> [What to work on]: Reproduce all of the data below word for word.

## BEGIN

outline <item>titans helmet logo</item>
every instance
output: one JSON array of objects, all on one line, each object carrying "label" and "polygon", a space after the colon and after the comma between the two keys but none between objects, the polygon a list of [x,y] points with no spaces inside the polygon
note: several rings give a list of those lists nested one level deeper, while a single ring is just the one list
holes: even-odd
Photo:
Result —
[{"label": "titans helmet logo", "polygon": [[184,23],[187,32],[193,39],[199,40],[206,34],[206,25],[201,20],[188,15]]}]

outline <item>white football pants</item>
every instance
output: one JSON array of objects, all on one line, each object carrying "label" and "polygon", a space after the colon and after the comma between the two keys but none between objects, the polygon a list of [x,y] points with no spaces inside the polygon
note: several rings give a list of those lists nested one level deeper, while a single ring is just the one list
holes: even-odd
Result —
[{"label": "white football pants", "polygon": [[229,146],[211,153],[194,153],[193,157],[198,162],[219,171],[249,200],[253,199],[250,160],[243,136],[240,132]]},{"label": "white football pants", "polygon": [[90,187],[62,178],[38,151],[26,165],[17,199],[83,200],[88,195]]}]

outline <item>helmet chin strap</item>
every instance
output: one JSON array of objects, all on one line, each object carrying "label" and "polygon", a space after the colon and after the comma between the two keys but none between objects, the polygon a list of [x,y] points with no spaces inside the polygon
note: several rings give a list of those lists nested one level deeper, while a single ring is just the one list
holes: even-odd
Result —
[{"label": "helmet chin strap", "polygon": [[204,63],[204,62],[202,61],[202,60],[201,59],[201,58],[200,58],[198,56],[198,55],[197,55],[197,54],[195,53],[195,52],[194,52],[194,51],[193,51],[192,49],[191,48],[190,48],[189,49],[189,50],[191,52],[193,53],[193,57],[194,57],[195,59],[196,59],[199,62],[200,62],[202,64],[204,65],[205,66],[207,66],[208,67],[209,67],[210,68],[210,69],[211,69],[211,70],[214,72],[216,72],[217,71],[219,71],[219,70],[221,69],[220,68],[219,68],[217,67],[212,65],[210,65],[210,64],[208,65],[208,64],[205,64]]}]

## END

> [Exercise output]:
outline <item>titans helmet logo</item>
every instance
output: one JSON array of objects, all on one line, each object carrying "label" and "polygon", a space after the colon and after the comma between the two keys but none between objects, the polygon a list of [x,y] points with no spaces inside the polygon
note: several rings give a list of those lists nested one level deeper, while a single ring is just the one list
holes: even-odd
Photo:
Result —
[{"label": "titans helmet logo", "polygon": [[184,23],[187,32],[193,39],[199,40],[206,34],[206,25],[201,20],[188,15]]}]

outline <item>white football pants</item>
every instance
output: one JSON array of objects, all on one line, each object carrying "label" and "polygon", a space after the colon and after the comma between the two keys but none between objects, the polygon a list of [x,y] points with no spaces inside the polygon
note: several rings give a list of those lists nested one level deeper, while a single ring is just the one list
holes: even-odd
Result —
[{"label": "white football pants", "polygon": [[229,146],[211,153],[194,153],[193,157],[198,162],[219,171],[249,200],[253,199],[250,160],[243,136],[240,132]]},{"label": "white football pants", "polygon": [[90,187],[62,178],[38,151],[26,165],[17,199],[83,200],[88,195]]}]

outline <item>helmet chin strap</item>
every instance
output: one JSON array of objects, all on one line, each object carrying "label" and "polygon", a space after the colon and after the comma between the two keys but none between objects, the polygon a list of [x,y] points with no spaces inside the polygon
note: several rings give a list of those lists nested one level deeper, while a single ring is just the one list
holes: even-odd
Result —
[{"label": "helmet chin strap", "polygon": [[204,63],[204,62],[202,61],[202,60],[201,59],[201,58],[200,58],[198,56],[198,55],[197,55],[197,54],[195,53],[195,52],[194,52],[194,51],[193,51],[192,49],[191,48],[190,48],[189,49],[189,50],[191,52],[193,53],[193,57],[194,57],[195,59],[196,59],[199,62],[200,62],[202,64],[204,65],[205,66],[207,66],[208,67],[209,67],[210,68],[210,69],[211,69],[211,70],[214,72],[216,72],[217,71],[219,71],[219,70],[221,69],[220,68],[219,68],[217,67],[212,65],[210,65],[210,64],[208,65],[208,64],[205,64]]}]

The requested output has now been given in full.